The decision is not an easy one, and there is no clear and correct answer. Already teams have had to change their plans after the scheduled opponent either rescheduled, or opted out of the season altogether, in some cases. Other programs have moved it up earlier in the year, only to have to change those plans when one of the teams was affected by COVID protocols.
At Santaluces in Palm Beach County, the team is set to hold their Senior Night on April 20th against the Boynton Beach Tigers. The contest is the Chiefs’ last home game of the regular season. There is an understanding that the event may be moved up to a date sooner in the season.
“I have discussed with my Athletic Director about moving it up,” Santaluces manager Nick Franco admitted. “He wants me to. I don’t really want to, but we probably will end up doing it. In my opinion, Senior Night should recognize the contributions of the seniors at the end of their careers. If it’s moved up just to have it, with the fear of COVID affecting it, then what are we saying as leaders? How about, we as leaders talk to our kids about being responsible with COVID? Mask up, social distance and sacrifice your social life a little bit because you care about your baseball season. COVID has no calendar or clock. Other schools scheduled theirs earlier and it was affected by COVID and they just had to reschedule it. We’ve been fortunate enough to have gotten all games in unaffected by COVID.”

#### [Prompt 1]
In the Senior Night passage, which team is Santaluces set to play on April 20th?
#### [Prompt 2]
Write a continuation of the Senior Night passage, picking up after its final sentence.
The items that come next are separate from the Senior Night passage.

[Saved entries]
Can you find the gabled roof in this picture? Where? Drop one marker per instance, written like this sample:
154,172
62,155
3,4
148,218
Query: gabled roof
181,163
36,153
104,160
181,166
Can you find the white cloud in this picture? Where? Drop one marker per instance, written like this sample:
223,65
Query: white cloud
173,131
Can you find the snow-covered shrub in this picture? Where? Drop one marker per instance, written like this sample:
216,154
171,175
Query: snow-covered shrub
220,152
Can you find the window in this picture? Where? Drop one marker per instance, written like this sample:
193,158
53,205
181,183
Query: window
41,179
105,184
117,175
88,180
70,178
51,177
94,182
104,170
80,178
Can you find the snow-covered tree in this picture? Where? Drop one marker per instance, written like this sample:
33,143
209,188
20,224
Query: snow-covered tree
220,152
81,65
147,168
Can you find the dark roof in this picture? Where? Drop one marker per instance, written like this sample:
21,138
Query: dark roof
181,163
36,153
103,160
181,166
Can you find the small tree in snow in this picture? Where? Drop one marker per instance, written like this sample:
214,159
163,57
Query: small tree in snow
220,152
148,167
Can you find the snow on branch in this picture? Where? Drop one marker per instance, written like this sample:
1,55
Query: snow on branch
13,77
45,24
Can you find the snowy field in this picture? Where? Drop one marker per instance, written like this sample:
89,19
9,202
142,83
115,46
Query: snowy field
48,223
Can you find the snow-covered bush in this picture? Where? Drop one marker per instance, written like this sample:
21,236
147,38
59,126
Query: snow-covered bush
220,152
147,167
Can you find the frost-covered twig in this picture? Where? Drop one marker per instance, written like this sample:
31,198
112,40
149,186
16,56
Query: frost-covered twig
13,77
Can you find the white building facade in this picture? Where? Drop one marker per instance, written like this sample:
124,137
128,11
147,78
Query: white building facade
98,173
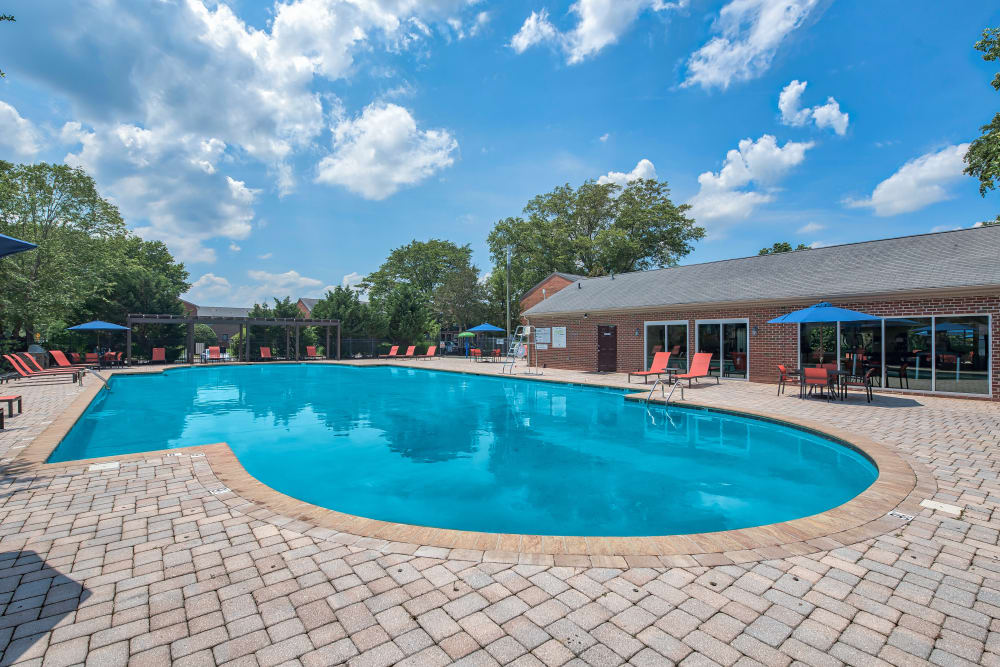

#### [Task output 1]
The Boynton Beach Tigers.

#### [Task output 2]
Certainly, many Florida programs have not been as fortunate so far this season. Thus far these isolated cases have not resulted in any major outbreaks, but they do serve as a constant and immediate reminder of the current landscape.
“We’re very fortunate to even be able to play baseball this year,” Porter said. “We thought it was right for our seniors to have that one night that they are going to look back on with their families. We had a great result the other night.”
Most teams perform very well on Senior Night; there is an unmistakeable boost that comes from those special celebrations amongst your loved ones. With students sacrificing so much right now, and especially student-athletes, these events are as vital as ever to reward those sacrifices.
For Santaluces, sacrifices have already been made. The program has traditionally hosted the Santaluces SLAM Tournament during the opening week of the season at their home field at the Santaluces Sports Complex. However, district restrictions prevent more than four teams together this high school season, and therefore the tournament could not be held. Yet on the day first day of Spring practice for the Chiefs, there was a travel ball tournament held at the complex.
It is tough for Coach Franco to tell his players they are not allowed to hold their tournament when they watch another organization successfully execute the same function.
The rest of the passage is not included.